• [Assigned task 1] According to the article about the Commute Booster subway app, why does the app read only relevant signs and ignore the rest?
• [Assigned task 2] Continue the article about the Commute Booster subway navigation app after its final sentence.

• [Given text]

....

Blind people will be able to navigate NYC subway system with help of upcoming app

Blind people subway navigation | NYC subway entry and exit barriers

Blind people face plenty of challenges when navigating a busy city like New York, and never more so than using the NYC subway system. That looks set to change with the help of the Commute Booster accessibility app, which has passed the first stage of testing with flying colors.

The trickiest part of a subway commute for anyone who is blind or visually impaired is the so-called “middle mile,” and it’s here the app can help …

The middle mile is the term given to interchanges where a commuter needs to navigate an often complex network of underground corridors, turnstiles, and platforms.

Making matters tougher for those with some vision is that the signage they need to follow can easily get lost in the clutter of ads and other irrelevant signs and notices.

Engadget reports on an app designed to solve this problem, by combining a built-in database of transit routes with the ability to read relevant signs while ignoring others.

....

• [Extracted material]
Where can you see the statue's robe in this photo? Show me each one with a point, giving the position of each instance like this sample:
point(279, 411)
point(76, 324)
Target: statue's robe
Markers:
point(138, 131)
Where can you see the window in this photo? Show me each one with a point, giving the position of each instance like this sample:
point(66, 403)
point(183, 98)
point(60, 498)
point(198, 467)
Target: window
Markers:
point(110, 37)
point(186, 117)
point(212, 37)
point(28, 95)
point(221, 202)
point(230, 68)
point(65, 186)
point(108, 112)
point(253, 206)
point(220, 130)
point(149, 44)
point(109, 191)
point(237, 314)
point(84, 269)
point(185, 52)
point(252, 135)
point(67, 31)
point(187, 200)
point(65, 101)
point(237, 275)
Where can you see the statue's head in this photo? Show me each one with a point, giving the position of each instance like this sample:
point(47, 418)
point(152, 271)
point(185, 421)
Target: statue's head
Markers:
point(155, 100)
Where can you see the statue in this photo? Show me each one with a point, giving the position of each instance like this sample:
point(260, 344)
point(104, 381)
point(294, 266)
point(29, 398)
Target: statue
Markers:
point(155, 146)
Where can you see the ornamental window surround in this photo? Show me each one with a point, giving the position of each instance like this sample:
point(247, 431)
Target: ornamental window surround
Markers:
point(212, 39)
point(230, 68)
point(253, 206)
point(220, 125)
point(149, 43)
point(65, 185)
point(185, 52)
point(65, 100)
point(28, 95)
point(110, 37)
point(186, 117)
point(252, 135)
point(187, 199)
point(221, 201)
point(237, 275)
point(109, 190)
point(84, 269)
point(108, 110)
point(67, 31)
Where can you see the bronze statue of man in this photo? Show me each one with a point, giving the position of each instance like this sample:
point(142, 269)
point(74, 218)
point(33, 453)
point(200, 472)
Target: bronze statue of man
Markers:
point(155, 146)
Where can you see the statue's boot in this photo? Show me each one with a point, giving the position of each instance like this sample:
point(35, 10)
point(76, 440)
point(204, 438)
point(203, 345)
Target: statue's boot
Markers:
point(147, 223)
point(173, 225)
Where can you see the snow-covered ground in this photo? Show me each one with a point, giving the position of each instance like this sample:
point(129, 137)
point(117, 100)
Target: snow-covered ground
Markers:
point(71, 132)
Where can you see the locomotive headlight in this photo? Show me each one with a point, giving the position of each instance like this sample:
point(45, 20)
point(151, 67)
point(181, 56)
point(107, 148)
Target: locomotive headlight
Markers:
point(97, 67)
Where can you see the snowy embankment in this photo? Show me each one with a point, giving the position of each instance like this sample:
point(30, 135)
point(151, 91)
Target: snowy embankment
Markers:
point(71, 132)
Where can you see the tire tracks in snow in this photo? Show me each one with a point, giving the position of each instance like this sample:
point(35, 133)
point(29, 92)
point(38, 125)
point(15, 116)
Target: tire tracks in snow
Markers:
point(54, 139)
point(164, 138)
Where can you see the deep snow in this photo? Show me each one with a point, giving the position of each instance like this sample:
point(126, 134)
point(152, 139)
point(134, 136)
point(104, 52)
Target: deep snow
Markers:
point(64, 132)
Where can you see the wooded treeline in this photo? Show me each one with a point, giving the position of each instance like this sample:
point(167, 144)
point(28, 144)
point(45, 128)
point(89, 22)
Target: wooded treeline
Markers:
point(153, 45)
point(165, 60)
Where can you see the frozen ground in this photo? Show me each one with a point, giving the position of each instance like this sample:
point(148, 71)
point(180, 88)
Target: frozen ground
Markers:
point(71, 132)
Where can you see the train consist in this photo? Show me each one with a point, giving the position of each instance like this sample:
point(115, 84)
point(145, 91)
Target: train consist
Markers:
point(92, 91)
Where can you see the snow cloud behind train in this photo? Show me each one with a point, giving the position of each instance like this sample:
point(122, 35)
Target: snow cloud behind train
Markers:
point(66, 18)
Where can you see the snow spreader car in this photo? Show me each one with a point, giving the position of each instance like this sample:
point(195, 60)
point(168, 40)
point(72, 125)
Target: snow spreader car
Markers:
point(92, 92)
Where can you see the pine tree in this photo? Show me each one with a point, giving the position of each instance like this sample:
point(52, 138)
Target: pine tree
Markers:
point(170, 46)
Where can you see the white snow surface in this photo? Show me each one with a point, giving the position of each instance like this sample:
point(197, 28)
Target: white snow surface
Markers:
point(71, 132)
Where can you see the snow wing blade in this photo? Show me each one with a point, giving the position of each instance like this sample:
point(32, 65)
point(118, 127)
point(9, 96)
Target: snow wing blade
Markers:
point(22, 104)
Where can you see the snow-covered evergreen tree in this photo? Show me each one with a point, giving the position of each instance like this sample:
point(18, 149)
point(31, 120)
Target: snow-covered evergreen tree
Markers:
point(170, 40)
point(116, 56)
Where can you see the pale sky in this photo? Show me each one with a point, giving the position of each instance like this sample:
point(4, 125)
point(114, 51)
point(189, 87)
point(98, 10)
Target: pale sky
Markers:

....

• [Response 1] For commuters with some vision, the signage they need to follow can easily get lost among ads and other irrelevant signs and notices. The app is designed to solve this by reading the relevant signs while ignoring the others.

• [Response 2]
Researchers at NYU’s Tandon School of Engineering and Grossman School of Medicine have created an app to help people with visual impairments navigate New York City’s subway system. Commute Booster uses a smartphone camera to recognize relevant signs along a transit route, guiding the user to their destination […]

The app combines general transit feed specification (GTFS), a standardized and publicly available database about public transportation routes, with optical character recognition (OCR) to interpret signs and guide the user accordingly. “By integrating these two components, Commute Booster provides real-time feedback to users regarding the presence or absence of relevant navigation signs within the field of view of their phone camera during their journey,” said NYU.

An initial trial tested the app at three different NYC stations, and found that it had a 97% success rate at identifying the signs needed to follow a route within them. Next up is wider testing in real-life scenarios, with researchers hoping to make Commute Booster freely available “in the near term.”

As the piece notes, using smartphone cameras to read the signs is somewhat clunky, and this type of tech will really come into its own when we finally get those long-rumored Apple Glasses – the end goal of Apple’s headset work.